■ **What is being asked**
All of the records listed below should be retyped exactly.
--- Start ---
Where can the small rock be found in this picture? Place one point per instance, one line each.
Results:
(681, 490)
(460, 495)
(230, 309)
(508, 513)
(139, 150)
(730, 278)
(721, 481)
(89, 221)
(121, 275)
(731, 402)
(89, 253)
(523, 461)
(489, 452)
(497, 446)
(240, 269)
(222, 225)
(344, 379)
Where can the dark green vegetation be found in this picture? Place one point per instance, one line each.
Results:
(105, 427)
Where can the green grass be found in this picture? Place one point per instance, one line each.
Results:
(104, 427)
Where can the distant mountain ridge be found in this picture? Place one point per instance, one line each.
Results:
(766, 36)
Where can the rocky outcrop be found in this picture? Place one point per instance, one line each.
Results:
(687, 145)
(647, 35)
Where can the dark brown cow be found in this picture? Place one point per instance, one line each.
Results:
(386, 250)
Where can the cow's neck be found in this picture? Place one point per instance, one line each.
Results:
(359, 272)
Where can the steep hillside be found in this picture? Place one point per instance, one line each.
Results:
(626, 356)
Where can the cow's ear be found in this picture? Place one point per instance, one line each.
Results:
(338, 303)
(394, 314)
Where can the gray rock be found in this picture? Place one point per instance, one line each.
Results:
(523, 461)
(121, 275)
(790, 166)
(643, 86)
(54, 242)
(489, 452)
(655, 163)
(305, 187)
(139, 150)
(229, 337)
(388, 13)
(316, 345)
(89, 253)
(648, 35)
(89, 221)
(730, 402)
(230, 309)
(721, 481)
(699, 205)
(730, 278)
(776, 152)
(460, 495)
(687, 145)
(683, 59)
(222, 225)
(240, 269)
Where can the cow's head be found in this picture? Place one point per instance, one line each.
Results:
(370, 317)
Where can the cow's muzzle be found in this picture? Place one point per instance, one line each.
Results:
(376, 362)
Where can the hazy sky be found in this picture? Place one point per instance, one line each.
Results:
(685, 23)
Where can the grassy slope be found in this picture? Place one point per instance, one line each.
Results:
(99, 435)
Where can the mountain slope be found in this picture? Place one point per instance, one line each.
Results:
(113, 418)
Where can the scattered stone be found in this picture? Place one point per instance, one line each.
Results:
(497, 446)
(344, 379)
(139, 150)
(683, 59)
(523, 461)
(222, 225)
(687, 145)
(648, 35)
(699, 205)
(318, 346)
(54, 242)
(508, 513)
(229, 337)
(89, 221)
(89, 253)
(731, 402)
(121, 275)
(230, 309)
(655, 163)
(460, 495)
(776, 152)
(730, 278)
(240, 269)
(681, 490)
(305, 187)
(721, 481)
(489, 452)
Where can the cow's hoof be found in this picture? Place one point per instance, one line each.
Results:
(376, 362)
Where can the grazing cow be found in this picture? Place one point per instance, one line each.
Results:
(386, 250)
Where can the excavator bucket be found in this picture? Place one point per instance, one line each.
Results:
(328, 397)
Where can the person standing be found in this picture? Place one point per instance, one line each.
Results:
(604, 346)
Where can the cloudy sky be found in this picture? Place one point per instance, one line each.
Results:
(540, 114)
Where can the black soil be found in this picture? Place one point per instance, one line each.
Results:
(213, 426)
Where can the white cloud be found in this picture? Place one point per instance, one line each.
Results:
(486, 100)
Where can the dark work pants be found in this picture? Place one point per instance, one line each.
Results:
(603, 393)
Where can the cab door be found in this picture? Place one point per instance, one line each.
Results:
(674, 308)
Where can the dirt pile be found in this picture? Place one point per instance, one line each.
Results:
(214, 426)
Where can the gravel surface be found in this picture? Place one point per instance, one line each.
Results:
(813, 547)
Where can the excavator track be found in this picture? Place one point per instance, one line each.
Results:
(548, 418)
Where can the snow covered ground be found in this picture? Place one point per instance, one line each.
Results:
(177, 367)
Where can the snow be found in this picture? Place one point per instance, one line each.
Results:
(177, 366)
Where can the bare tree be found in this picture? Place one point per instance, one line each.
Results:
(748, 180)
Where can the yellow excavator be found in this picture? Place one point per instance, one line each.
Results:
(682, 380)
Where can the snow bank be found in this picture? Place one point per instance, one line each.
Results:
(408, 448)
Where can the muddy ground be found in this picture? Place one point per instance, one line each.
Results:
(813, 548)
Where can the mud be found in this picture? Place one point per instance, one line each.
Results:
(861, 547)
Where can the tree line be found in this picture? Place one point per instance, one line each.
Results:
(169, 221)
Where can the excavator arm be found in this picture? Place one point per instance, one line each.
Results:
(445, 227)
--- End ---
■ **Reply to the task**
Where can the small rock be found in this picture? Place one point per instance, one line each.
Results:
(681, 490)
(460, 495)
(230, 309)
(508, 513)
(139, 150)
(730, 278)
(721, 481)
(89, 221)
(121, 275)
(731, 402)
(89, 253)
(523, 461)
(489, 452)
(497, 446)
(240, 269)
(222, 225)
(344, 379)
Where can the dark green vegetation be found in this picture? Place one point per instance, one line each.
Results:
(105, 427)
Where can the green grass be found in this picture? Place one point per instance, one line each.
Results:
(104, 427)
Where can the distant mountain ridge be found in this picture? Place one point per instance, one line each.
Results:
(766, 36)
Where can the rocky outcrop be found in this picture? Place one point per instance, one line each.
Results:
(687, 145)
(647, 35)
Where can the dark brown cow be found in this picture? Place one point per instance, one line each.
Results:
(386, 250)
Where can the cow's neck be found in this picture? Place one point per instance, one line each.
Results:
(359, 272)
Where can the steep hillside be found in this picture? Place one point per instance, one line each.
Results:
(626, 356)
Where can the cow's ear be found in this picture? Place one point per instance, one line each.
Results:
(338, 303)
(394, 314)
Where can the gray rock be found in this picture? Place one point per instance, one line each.
Results:
(523, 461)
(121, 275)
(790, 166)
(643, 86)
(54, 242)
(489, 452)
(655, 163)
(305, 187)
(139, 150)
(229, 337)
(388, 13)
(316, 345)
(89, 253)
(648, 35)
(89, 221)
(730, 402)
(230, 309)
(721, 481)
(699, 205)
(730, 278)
(776, 152)
(460, 495)
(687, 145)
(683, 59)
(222, 225)
(240, 269)
Where can the cow's head be found in this picture? Place one point per instance, one line each.
Results:
(370, 317)
Where can the cow's muzzle be found in this picture? Place one point per instance, one line each.
Results:
(376, 362)
Where can the hazy sky be found in this picture? Place one point per instance, one line each.
Results:
(685, 23)
Where can the grassy slope be found in this picture? Place one point per instance, one line each.
Results:
(99, 435)
Where can the mountain slope be found in this picture? Place one point per instance, one line each.
Results:
(113, 418)
Where can the scattered stone be found in this picture? Place one point per instance, one line each.
Results:
(497, 446)
(344, 379)
(139, 150)
(683, 59)
(523, 461)
(222, 225)
(687, 145)
(648, 35)
(699, 205)
(318, 346)
(54, 242)
(508, 513)
(229, 337)
(89, 221)
(89, 253)
(731, 402)
(121, 275)
(230, 309)
(655, 163)
(460, 495)
(776, 152)
(730, 278)
(240, 269)
(681, 490)
(305, 187)
(721, 481)
(489, 452)
Where can the cow's hoof be found in this picture? Place one point per instance, one line each.
Results:
(376, 362)
Where can the grazing cow be found in this picture? Place one point per instance, one line each.
Results:
(386, 250)
Where can the excavator bucket be found in this picture? Place one point per instance, one line each.
Results:
(328, 397)
Where can the person standing be found in this picture? Place one point per instance, one line each.
Results:
(604, 346)
Where can the cloudy sky be found in this picture? Place one point per instance, one line each.
Results:
(540, 114)
Where can the black soil be found in this picture? Place one point per instance, one line each.
Results:
(213, 426)
Where can the white cloud be found in this picture? Place one point per instance, one line each.
Results:
(486, 100)
Where can the dark work pants be found in this picture? Place one point per instance, one line each.
Results:
(603, 393)
Where can the cab door be found in this picture? Place one point per instance, one line each.
Results:
(674, 308)
Where can the dirt pile be found in this picture? Place one point per instance, one line each.
Results:
(214, 426)
Where can the gravel surface be found in this picture? Place one point per instance, one line each.
Results:
(813, 547)
Where can the excavator track be found in this picture? Place one point per instance, one line each.
Results:
(548, 418)
Where can the snow covered ground be found in this picture? Place one point per instance, one line each.
Results:
(177, 367)
Where can the snow be found in this picture? Place one point per instance, one line each.
Results:
(177, 366)
Where can the bare tree be found in this picture? Place one point per instance, one line each.
Results:
(748, 180)
Where can the yellow excavator be found in this picture? Place one point per instance, one line each.
Results:
(682, 380)
Where can the snow bank be found in this picture? Place one point per instance, one line each.
Results:
(408, 448)
Where can the muddy ground be found in this picture? Place one point per instance, one line each.
Results:
(813, 548)
Where can the mud be found in this picture? Place one point per instance, one line each.
Results:
(861, 547)
Where can the tree line be found in this picture? Place one point per instance, one line each.
Results:
(169, 221)
Where can the excavator arm be found in this picture? Place one point per instance, one line each.
Results:
(445, 227)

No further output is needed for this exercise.